Text provided:
▼
Federal officials expect to hold a union vote at Fairview-University Medical Center this month.
The election will cover most former University employees who lost their union status in January when the University Hospital merged with Fairview Health Systems.
Richard Anderson, acting regional director of the National Labor Relations Board, said he expects the agency to issue a ruling this week calling for elections to be held. The report will also specify which employees will be eligible for union representation. An election would then be scheduled to take place within 25 to 30 days.
In that time, either AFSCME or Fairview could appeal the board’s decision. Anderson said any appeal would be unlikely to delay the date of the election. “If we get the report out this week, there should be a vote in April,” Anderson said.
The union drive is being spearheaded by the American Federation of State County and Municipal Employees. Geoff Hahn, the president of the AFSCME unit that formerly represented the University employees, said the union is ready for the vote.
“We would have been ready in January,” he said. “People want their union back. Nobody wanted to lose the union in the first place.”
Hahn cited cuts in wages and benefits taken by many employees during the merger and management efforts to defeat the union as factors favoring a union victory.
Employees report receiving anti-union literature and lectures from their managers. One Fairview pamphlet included calculations of lifetime union dues, citing figures exceeding $10,000 for some younger employees.
“What management’s doing is just making people mad. People don’t think it’s right,” Hahn said.
Fairview officials, as well as AFSCME representatives, said they’ll continue to push to win the union vote.
The board held hearings in late March to determine which types of jobs would be eligible for union representation at Fairview. The board will announce its rulings on bargaining status at the same time it announces the elections.
“We’ll establish the appropriate bargaining units,” Anderson said.
▲
Available data:
▼
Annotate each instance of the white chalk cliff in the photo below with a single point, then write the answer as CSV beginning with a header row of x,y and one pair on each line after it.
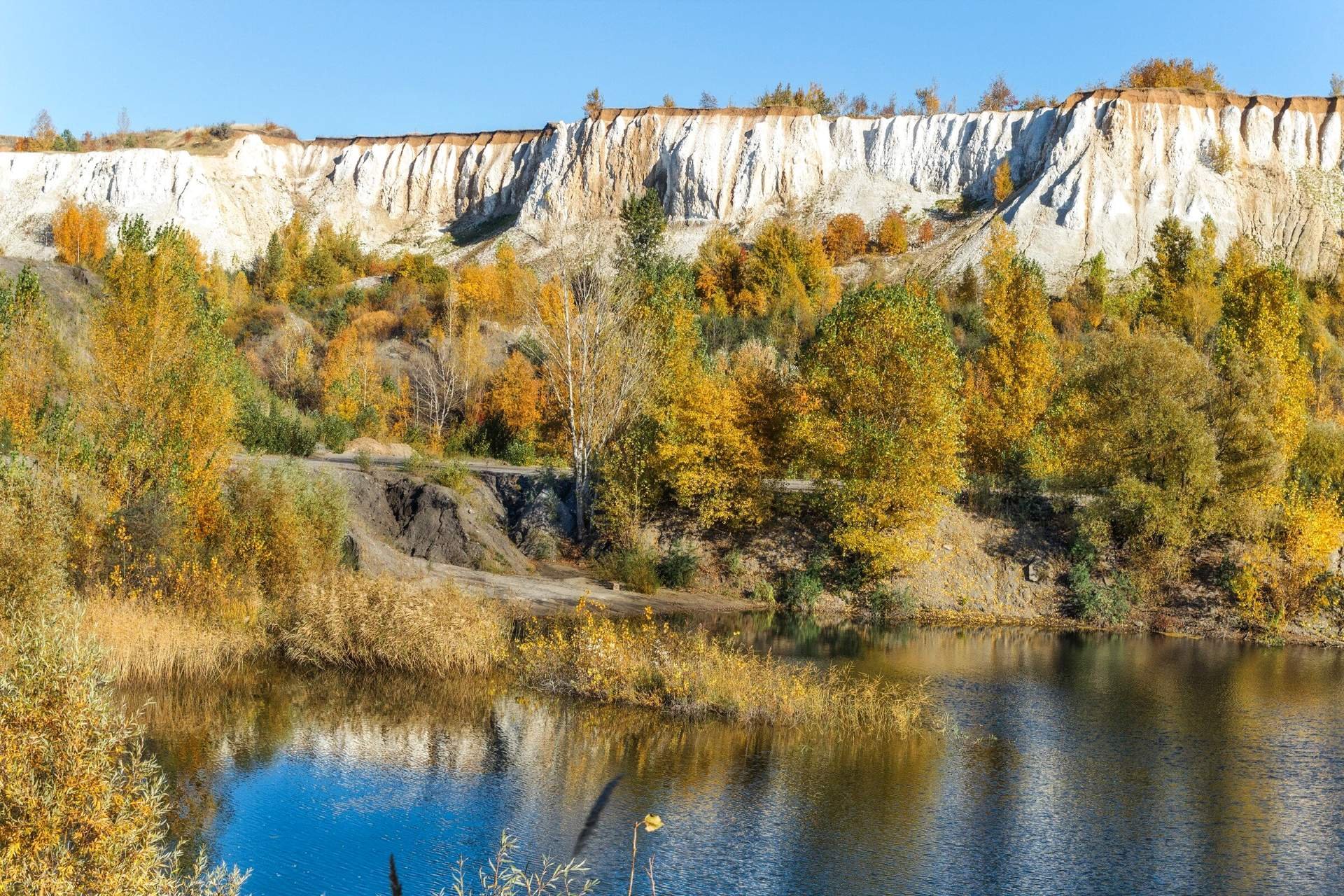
x,y
1094,174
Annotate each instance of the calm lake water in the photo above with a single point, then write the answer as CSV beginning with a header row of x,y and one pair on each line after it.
x,y
1081,763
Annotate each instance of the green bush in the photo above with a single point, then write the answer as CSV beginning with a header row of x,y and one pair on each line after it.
x,y
451,475
298,519
679,566
638,568
335,433
800,590
33,539
888,602
1097,602
274,429
519,453
762,593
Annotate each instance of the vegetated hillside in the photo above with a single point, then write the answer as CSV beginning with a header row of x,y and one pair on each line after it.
x,y
1093,174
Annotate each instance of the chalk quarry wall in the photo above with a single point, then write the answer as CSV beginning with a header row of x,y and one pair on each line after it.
x,y
1094,174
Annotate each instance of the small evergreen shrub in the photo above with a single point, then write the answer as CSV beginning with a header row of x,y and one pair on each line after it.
x,y
890,602
800,590
679,566
638,568
1097,602
762,593
519,453
335,433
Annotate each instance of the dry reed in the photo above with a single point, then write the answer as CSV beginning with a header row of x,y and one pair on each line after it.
x,y
147,643
652,664
353,621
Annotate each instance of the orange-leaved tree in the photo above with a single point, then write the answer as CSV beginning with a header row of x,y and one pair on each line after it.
x,y
1014,377
163,403
80,234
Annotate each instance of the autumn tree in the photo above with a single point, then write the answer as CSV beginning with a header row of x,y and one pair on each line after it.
x,y
705,451
42,134
881,422
593,363
813,99
500,292
844,238
792,276
27,359
593,104
720,279
1261,330
997,96
926,232
1172,73
1138,426
515,396
80,234
927,99
1014,377
163,405
892,238
1182,274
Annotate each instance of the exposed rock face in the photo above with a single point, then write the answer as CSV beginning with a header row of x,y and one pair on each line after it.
x,y
429,522
539,511
1094,174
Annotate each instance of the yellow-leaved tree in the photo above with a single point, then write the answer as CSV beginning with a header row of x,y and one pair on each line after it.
x,y
515,396
498,292
706,454
80,234
163,406
1014,377
881,422
1262,328
27,358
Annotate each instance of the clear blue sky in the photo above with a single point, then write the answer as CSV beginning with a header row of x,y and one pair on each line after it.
x,y
385,67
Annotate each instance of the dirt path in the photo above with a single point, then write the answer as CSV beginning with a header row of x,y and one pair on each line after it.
x,y
550,597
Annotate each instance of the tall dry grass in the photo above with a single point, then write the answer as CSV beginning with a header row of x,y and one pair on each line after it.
x,y
689,672
148,643
347,620
83,809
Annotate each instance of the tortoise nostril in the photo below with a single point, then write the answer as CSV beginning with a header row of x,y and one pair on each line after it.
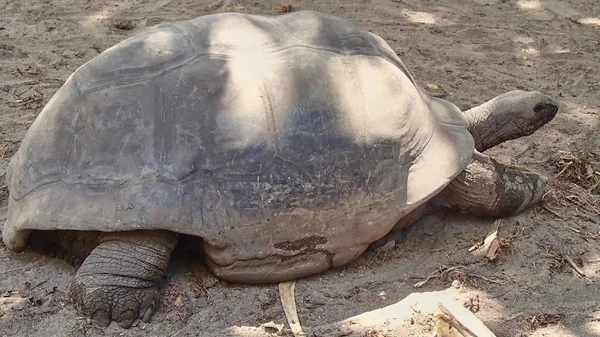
x,y
545,108
539,107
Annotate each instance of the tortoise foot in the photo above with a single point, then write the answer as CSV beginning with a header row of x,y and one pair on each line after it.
x,y
119,280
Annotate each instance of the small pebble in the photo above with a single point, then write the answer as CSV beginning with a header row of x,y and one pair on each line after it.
x,y
388,246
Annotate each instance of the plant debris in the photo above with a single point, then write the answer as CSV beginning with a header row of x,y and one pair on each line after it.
x,y
542,320
457,272
577,183
285,8
579,167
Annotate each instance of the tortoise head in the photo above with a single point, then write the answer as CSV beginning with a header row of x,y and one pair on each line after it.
x,y
509,116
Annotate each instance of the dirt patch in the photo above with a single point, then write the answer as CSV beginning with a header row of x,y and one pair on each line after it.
x,y
464,51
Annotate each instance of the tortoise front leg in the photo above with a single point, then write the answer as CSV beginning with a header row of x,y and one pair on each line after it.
x,y
119,279
489,188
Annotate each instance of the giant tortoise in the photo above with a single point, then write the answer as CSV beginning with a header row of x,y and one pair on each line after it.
x,y
286,145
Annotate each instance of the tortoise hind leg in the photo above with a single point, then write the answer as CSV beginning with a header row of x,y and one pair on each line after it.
x,y
119,279
489,188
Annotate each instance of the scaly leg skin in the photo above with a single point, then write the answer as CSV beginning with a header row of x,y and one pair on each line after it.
▲
Brief: Copy the union vote article from "The union drive" to "for the vote.", inclusive, and put "led" in place of "spearheaded". The data has no connection to the union vote article.

Answer section:
The union drive is being led by the American Federation of State County and Municipal Employees. Geoff Hahn, the president of the AFSCME unit that formerly represented the University employees, said the union is ready for the vote.